● **Task statement**:
Please update the items from the first line through the line containing "MULTIPOLYGON (((345 540, 359", replacing "Segments" with "Outlines" and leaving everything else the same.

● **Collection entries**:
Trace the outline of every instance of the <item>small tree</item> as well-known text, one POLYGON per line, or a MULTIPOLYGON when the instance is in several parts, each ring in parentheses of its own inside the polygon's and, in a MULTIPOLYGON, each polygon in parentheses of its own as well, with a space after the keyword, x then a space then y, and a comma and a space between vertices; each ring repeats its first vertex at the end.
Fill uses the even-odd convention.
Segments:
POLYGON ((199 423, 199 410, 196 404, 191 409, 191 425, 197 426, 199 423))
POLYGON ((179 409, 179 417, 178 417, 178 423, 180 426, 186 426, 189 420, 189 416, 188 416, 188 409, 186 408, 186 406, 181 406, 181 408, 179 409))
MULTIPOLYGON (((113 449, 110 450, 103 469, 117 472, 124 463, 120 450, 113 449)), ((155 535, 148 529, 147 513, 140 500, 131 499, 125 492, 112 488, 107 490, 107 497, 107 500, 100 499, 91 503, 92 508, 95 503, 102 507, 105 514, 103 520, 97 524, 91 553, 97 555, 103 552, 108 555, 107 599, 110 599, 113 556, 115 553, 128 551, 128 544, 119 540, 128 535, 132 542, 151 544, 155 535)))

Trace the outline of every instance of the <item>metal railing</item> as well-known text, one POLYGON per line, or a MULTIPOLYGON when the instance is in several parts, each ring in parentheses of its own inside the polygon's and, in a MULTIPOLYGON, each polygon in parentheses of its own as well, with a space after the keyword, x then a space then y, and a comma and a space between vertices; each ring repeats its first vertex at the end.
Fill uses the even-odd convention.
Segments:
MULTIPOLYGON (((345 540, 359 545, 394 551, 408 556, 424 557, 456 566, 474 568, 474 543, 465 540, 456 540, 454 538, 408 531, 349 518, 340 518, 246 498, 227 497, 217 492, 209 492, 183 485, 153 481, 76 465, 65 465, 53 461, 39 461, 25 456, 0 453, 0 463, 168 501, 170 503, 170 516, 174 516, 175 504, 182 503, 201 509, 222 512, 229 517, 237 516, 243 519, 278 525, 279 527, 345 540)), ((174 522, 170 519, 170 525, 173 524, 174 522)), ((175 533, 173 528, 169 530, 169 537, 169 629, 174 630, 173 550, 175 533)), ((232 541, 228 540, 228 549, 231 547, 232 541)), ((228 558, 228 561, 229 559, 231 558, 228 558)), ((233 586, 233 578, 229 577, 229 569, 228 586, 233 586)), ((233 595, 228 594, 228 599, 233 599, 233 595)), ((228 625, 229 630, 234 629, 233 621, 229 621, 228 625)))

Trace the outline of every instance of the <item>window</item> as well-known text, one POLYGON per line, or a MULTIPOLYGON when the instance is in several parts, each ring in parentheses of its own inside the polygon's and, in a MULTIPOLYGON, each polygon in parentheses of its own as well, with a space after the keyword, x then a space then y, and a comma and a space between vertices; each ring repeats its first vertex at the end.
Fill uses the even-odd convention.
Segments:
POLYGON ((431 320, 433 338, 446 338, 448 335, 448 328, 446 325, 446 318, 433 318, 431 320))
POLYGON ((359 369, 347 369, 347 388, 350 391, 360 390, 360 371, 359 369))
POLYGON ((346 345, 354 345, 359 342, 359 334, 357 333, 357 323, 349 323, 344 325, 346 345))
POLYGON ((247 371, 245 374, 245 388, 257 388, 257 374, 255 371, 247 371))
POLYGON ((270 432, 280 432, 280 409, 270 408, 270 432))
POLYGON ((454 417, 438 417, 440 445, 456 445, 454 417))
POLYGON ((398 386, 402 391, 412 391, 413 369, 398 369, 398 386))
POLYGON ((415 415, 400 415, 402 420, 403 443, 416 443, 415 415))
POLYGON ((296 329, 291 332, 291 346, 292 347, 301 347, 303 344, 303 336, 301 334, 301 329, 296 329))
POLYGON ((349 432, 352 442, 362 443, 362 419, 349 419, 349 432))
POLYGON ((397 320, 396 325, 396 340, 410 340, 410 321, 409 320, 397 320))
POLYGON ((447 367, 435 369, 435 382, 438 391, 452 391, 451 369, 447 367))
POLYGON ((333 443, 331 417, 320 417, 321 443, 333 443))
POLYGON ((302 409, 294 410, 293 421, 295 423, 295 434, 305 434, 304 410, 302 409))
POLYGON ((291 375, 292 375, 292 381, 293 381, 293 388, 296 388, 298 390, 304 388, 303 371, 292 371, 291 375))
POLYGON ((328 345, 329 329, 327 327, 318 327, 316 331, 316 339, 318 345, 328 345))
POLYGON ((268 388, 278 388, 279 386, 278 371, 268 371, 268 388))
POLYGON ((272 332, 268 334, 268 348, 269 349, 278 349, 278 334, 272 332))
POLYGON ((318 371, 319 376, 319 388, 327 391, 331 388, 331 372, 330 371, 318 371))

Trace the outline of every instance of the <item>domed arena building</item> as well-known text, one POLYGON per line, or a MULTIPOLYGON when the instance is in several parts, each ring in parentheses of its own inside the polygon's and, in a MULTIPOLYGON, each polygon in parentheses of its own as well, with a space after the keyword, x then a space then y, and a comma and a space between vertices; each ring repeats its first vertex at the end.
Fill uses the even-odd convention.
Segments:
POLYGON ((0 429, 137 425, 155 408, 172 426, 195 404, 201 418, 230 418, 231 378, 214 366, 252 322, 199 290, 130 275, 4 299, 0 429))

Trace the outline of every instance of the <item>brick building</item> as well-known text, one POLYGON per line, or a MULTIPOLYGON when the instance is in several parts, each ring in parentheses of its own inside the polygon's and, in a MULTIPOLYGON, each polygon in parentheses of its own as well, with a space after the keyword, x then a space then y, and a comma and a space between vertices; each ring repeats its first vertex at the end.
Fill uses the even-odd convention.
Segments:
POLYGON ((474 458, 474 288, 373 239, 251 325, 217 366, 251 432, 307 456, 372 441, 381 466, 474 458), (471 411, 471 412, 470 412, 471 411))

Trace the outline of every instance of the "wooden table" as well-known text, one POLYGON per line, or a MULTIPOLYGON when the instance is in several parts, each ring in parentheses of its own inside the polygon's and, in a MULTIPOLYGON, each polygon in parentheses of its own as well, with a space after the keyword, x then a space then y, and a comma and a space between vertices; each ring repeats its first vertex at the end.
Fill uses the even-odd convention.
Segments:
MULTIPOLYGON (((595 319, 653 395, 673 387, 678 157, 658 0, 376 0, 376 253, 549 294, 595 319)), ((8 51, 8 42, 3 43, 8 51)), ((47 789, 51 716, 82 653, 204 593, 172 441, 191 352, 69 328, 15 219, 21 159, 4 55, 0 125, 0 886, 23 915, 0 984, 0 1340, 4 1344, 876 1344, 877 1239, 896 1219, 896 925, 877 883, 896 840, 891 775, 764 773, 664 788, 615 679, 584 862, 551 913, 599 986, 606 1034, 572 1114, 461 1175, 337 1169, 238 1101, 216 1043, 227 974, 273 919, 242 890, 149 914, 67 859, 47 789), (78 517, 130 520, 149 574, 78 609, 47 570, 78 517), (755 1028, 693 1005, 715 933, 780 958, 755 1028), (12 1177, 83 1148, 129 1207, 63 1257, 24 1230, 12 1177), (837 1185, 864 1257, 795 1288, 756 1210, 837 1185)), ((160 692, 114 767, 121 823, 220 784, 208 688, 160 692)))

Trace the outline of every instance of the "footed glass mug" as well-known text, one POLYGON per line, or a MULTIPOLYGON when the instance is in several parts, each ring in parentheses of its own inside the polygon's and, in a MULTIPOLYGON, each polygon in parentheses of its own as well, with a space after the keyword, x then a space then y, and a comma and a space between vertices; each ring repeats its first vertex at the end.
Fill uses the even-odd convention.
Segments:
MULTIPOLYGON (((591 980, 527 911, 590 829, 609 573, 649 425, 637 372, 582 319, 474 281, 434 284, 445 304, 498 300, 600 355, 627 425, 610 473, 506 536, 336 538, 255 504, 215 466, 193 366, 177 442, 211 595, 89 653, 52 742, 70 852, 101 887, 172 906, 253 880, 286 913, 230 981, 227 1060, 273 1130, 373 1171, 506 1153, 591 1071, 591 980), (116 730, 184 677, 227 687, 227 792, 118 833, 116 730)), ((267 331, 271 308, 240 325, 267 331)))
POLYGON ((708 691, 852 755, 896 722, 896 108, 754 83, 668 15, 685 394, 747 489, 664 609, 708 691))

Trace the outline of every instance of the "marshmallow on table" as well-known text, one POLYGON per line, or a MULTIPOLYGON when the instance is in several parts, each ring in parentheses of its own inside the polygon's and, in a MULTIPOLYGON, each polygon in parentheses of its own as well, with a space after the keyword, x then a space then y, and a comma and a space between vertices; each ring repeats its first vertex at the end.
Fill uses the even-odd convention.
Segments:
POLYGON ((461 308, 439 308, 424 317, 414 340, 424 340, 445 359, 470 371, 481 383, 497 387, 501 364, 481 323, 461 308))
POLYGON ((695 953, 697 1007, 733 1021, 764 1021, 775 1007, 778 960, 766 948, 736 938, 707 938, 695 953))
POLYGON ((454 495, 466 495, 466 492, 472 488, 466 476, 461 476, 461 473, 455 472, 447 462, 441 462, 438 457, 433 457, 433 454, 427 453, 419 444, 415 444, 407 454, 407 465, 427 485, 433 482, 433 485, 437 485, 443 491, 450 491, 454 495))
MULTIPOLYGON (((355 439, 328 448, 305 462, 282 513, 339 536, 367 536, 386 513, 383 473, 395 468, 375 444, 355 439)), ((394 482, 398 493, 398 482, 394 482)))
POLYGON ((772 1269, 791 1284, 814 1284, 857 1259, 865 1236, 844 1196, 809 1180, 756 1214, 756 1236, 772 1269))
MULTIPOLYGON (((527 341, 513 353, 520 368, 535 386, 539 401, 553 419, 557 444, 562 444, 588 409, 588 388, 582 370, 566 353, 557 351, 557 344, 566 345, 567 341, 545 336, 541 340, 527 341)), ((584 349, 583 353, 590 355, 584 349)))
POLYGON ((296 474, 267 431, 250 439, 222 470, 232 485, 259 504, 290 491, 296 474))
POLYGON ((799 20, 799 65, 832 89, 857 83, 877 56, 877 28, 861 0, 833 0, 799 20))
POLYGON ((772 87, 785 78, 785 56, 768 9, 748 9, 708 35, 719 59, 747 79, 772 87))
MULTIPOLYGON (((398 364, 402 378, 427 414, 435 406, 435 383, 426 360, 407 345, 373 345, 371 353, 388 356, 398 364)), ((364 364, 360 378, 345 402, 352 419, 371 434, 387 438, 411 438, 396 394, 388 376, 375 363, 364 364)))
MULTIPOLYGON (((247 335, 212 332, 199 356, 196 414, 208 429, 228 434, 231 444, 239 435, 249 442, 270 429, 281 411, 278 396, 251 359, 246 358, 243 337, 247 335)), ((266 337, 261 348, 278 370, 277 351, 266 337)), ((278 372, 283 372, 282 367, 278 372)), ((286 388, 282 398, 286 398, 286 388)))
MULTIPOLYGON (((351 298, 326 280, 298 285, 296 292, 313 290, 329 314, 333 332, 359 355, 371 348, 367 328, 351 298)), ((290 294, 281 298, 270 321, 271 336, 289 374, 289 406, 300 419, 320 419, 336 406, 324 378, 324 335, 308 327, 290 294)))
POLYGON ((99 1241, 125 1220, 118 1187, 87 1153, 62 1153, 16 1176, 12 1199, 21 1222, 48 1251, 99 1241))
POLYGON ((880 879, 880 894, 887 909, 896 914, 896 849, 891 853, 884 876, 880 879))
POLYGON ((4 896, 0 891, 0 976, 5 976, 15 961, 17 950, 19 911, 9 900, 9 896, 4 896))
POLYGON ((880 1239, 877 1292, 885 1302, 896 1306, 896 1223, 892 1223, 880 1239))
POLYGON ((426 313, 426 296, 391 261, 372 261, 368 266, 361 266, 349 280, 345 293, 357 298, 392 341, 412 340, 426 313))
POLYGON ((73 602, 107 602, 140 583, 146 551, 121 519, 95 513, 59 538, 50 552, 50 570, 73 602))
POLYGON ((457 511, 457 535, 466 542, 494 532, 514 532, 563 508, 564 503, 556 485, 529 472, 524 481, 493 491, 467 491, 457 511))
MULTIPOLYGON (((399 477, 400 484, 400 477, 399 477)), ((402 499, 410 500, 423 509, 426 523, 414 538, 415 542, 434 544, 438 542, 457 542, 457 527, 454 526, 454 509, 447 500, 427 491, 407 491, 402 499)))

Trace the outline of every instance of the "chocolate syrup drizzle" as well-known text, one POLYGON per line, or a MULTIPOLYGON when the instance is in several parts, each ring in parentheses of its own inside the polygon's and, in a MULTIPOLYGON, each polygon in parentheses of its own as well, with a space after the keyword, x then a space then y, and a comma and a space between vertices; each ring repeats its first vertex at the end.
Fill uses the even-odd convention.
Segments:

● **Output for this task**:
Trace the outline of every instance of the <item>small tree</item> as well-known text, one POLYGON per line, or a MULTIPOLYGON when the instance is in several parts, each ring in parentheses of its own inside the polygon's and, in a MULTIPOLYGON, each polygon in parentheses of its own as well, with a space after the keyword, x then a space then y, and a comma and a space between vertices; each ring repeats its first vertex at the end.
Fill uses the even-odd convention.
Outlines:
POLYGON ((199 423, 199 410, 196 404, 191 409, 191 425, 197 426, 199 423))
POLYGON ((179 409, 179 417, 178 417, 178 423, 180 426, 186 426, 189 420, 189 416, 188 416, 188 409, 186 408, 186 406, 181 406, 181 408, 179 409))
MULTIPOLYGON (((113 449, 110 450, 103 469, 117 472, 124 463, 120 450, 113 449)), ((155 535, 148 529, 147 513, 140 500, 131 499, 125 492, 112 488, 107 490, 107 497, 107 500, 100 499, 91 503, 92 508, 95 503, 102 507, 105 514, 103 520, 97 524, 91 553, 97 555, 103 552, 108 555, 107 599, 110 599, 113 556, 115 553, 128 551, 128 544, 119 540, 128 535, 132 542, 151 544, 155 535)))

Trace the outline of every instance of the <item>metal railing</item> as well-known text, one POLYGON per line, or a MULTIPOLYGON when the instance is in several parts, each ring in parentheses of its own inside the polygon's and, in a MULTIPOLYGON, each polygon in parentheses of its own as well, with a space after the keyword, x then a space then y, and a comma and a space between vertices; each ring repeats its first vertex at the end.
Fill uses the even-odd convention.
Outlines:
MULTIPOLYGON (((345 540, 359 545, 394 551, 408 556, 424 557, 456 566, 474 568, 474 543, 465 540, 456 540, 454 538, 408 531, 349 518, 340 518, 246 498, 227 497, 217 492, 209 492, 183 485, 153 481, 76 465, 65 465, 53 461, 39 461, 25 456, 0 453, 0 463, 168 501, 170 503, 170 516, 174 516, 175 504, 182 503, 201 509, 222 512, 229 517, 237 516, 243 519, 278 525, 279 527, 345 540)), ((174 522, 170 519, 170 525, 173 524, 174 522)), ((175 533, 173 528, 169 530, 169 537, 169 629, 174 630, 173 550, 175 533)), ((232 541, 228 540, 228 549, 231 547, 232 541)), ((228 558, 228 561, 229 559, 231 558, 228 558)), ((233 586, 233 578, 229 577, 229 569, 228 586, 233 586)), ((233 595, 228 594, 228 599, 233 599, 233 595)), ((228 625, 229 630, 234 629, 233 621, 229 621, 228 625)))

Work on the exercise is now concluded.